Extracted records
+++++
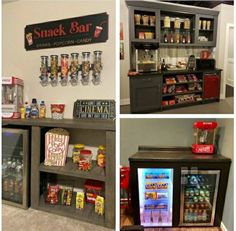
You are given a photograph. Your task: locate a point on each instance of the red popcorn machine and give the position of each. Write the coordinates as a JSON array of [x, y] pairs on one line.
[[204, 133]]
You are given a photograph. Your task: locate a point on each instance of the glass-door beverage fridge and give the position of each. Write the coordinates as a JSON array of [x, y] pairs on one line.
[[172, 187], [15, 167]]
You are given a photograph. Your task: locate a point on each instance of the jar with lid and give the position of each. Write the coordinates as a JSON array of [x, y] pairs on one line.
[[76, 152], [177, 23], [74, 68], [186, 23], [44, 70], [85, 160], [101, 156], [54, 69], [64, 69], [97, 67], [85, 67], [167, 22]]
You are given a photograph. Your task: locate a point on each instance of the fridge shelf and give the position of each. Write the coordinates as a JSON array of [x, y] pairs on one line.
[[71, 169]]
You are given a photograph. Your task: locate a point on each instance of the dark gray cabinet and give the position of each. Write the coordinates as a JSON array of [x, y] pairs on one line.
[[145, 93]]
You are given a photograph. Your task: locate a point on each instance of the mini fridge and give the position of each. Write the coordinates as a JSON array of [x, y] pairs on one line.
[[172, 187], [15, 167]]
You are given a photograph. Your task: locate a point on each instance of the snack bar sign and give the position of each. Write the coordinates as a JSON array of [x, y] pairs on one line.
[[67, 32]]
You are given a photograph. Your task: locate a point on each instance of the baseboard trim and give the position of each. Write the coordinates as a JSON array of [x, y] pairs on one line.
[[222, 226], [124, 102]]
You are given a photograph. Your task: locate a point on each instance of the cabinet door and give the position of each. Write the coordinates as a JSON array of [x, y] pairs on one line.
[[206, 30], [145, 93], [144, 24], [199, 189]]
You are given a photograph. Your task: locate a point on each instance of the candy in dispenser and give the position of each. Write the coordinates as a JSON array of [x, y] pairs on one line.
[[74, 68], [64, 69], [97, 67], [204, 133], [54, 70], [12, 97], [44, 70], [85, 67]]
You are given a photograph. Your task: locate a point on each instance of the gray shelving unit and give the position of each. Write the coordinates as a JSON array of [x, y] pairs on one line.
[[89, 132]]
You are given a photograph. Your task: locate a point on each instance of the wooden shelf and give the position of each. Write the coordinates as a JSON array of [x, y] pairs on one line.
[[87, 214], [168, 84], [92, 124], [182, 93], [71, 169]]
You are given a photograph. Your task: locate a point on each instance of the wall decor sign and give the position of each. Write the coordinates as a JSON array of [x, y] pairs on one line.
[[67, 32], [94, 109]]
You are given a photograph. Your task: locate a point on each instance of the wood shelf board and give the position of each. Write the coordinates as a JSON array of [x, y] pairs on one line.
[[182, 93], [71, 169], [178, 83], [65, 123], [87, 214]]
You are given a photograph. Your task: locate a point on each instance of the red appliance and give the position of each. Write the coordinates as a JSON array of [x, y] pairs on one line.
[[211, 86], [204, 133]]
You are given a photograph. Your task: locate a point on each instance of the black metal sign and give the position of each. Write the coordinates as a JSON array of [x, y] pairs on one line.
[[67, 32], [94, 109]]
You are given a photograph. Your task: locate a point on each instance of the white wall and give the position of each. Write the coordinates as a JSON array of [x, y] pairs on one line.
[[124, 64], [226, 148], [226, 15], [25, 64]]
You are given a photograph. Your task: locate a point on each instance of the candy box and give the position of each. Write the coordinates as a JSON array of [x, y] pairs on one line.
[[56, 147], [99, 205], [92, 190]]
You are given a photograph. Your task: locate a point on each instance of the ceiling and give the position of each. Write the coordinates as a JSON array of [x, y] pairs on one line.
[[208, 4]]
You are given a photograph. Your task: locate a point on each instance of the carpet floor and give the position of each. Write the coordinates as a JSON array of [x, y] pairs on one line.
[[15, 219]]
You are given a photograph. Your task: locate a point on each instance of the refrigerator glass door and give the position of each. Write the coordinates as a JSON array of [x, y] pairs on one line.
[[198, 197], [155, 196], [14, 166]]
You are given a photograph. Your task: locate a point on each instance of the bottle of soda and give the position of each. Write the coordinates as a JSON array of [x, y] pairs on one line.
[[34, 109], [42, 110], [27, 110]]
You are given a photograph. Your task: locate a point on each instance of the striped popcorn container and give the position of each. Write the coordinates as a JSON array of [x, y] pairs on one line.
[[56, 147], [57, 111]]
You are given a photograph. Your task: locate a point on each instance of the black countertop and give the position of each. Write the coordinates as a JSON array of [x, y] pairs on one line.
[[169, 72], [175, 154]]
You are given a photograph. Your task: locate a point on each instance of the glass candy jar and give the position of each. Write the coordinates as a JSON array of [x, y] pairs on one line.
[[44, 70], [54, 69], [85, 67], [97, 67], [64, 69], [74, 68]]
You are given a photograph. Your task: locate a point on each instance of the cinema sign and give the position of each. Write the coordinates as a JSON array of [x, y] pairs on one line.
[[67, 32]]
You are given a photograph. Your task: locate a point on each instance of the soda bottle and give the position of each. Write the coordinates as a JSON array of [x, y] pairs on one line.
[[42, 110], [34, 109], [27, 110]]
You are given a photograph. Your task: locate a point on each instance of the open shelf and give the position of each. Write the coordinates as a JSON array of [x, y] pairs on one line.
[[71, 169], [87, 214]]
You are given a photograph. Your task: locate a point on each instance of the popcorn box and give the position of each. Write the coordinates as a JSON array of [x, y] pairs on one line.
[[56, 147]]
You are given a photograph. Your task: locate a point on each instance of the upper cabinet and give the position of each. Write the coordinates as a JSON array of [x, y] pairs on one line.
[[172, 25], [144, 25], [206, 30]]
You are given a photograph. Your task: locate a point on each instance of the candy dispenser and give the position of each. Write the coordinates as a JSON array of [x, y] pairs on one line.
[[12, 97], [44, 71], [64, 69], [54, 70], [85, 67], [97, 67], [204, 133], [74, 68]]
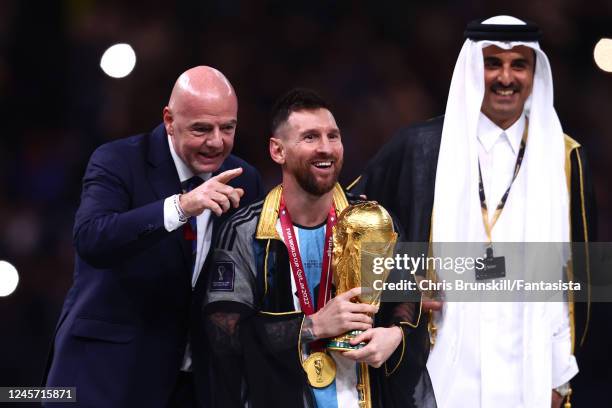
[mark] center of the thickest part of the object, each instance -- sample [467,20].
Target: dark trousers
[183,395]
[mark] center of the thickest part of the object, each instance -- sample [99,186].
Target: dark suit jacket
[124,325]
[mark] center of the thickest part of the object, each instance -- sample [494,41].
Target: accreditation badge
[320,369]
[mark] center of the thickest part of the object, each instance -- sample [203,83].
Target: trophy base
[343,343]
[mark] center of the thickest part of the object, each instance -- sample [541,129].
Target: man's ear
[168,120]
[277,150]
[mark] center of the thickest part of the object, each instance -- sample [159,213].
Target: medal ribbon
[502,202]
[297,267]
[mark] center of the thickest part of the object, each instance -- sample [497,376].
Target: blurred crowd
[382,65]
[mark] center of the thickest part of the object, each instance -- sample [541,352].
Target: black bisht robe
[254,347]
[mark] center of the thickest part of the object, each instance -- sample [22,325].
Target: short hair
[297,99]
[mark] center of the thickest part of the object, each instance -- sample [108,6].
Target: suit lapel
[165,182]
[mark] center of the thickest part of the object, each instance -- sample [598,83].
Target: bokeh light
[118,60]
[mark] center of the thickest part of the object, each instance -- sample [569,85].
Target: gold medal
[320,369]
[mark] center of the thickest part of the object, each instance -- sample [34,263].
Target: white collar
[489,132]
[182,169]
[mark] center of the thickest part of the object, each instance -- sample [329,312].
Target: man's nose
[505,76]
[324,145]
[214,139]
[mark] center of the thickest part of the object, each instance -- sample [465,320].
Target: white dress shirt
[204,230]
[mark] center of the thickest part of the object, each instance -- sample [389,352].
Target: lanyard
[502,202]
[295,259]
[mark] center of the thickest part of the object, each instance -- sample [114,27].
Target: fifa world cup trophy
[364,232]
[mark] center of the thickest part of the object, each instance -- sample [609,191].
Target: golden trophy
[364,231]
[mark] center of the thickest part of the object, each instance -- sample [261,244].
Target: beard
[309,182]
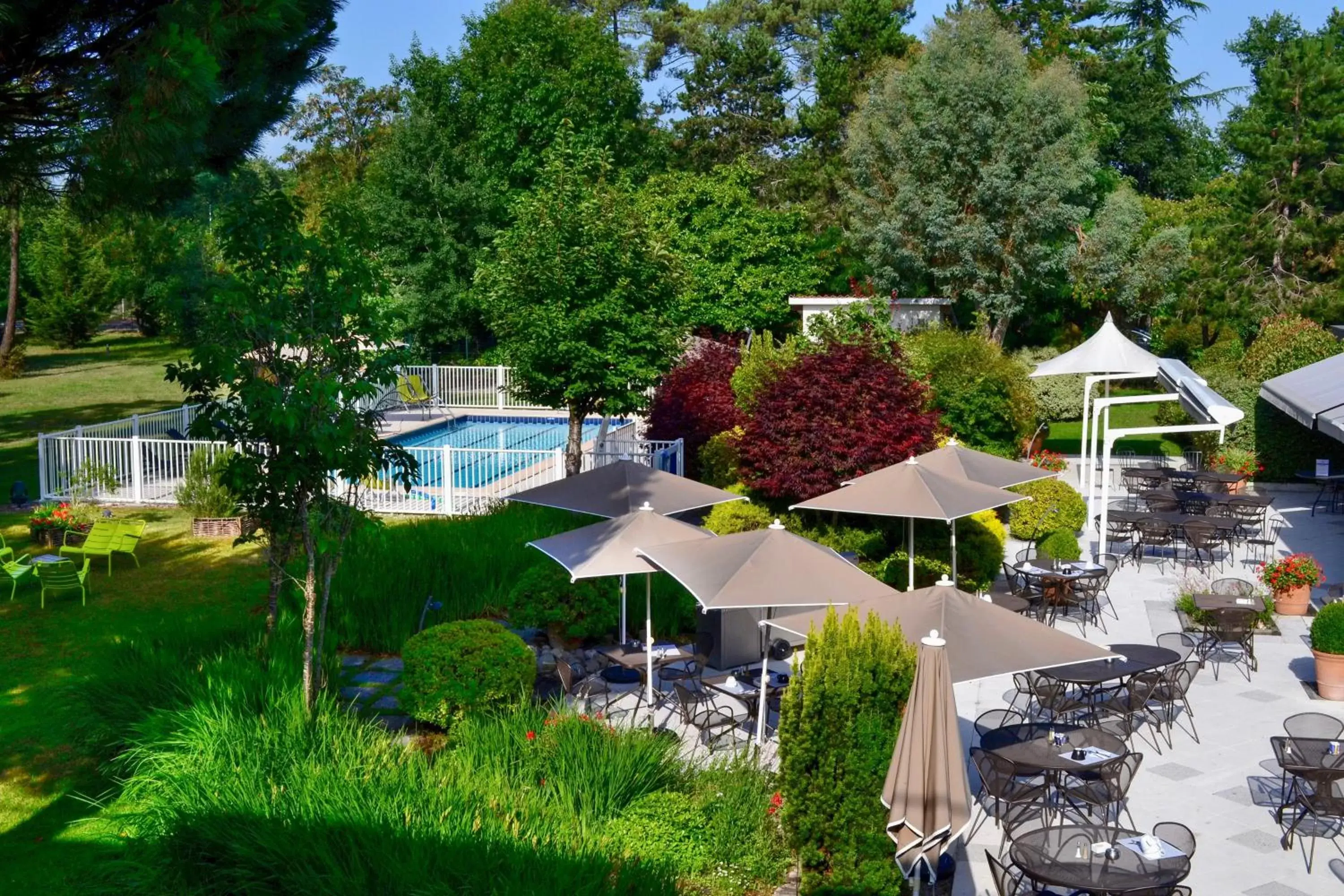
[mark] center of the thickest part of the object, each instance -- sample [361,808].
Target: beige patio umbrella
+++++
> _EXERCISE DIRECTIONS_
Transcribe exactly the lines from the one with "-- sample [598,83]." to the last line of the records, both included, so that no picture appears in the copy.

> _SOLVED PROBLEM_
[mark] center of the thickest part of the object, each instance -- sample [598,83].
Target: bokeh light
[118,60]
[mark] center of the thickest part of the object, each instance -- sample [569,85].
Target: gold medal
[320,369]
[mark] center of the thickest part of the object, each instance -- sample [34,263].
Target: white collar
[489,132]
[182,169]
[mark] center of the thickest part of the object, each instance -- sample [329,312].
Target: man's nose
[505,76]
[324,145]
[214,139]
[mark] center of the thickest part of the object, each instance -- sample [465,320].
Target: white dress shirt
[204,230]
[mark] center of the thickest part of the object, each instance -- sample [389,352].
Target: lanyard
[502,202]
[295,259]
[mark] center of the thickest part of the object, each instance -- sample [114,27].
Target: fifa world cup trophy
[364,232]
[mark] center of the thickest part of the object, each instance -- sample [609,191].
Target: golden trophy
[364,231]
[mark] center of the thickest part of the object, each instance -- sample [261,244].
Target: beard
[309,182]
[mark] center of the thickest part of the object, each instance -- sample [361,808].
Target: beige patio umbrella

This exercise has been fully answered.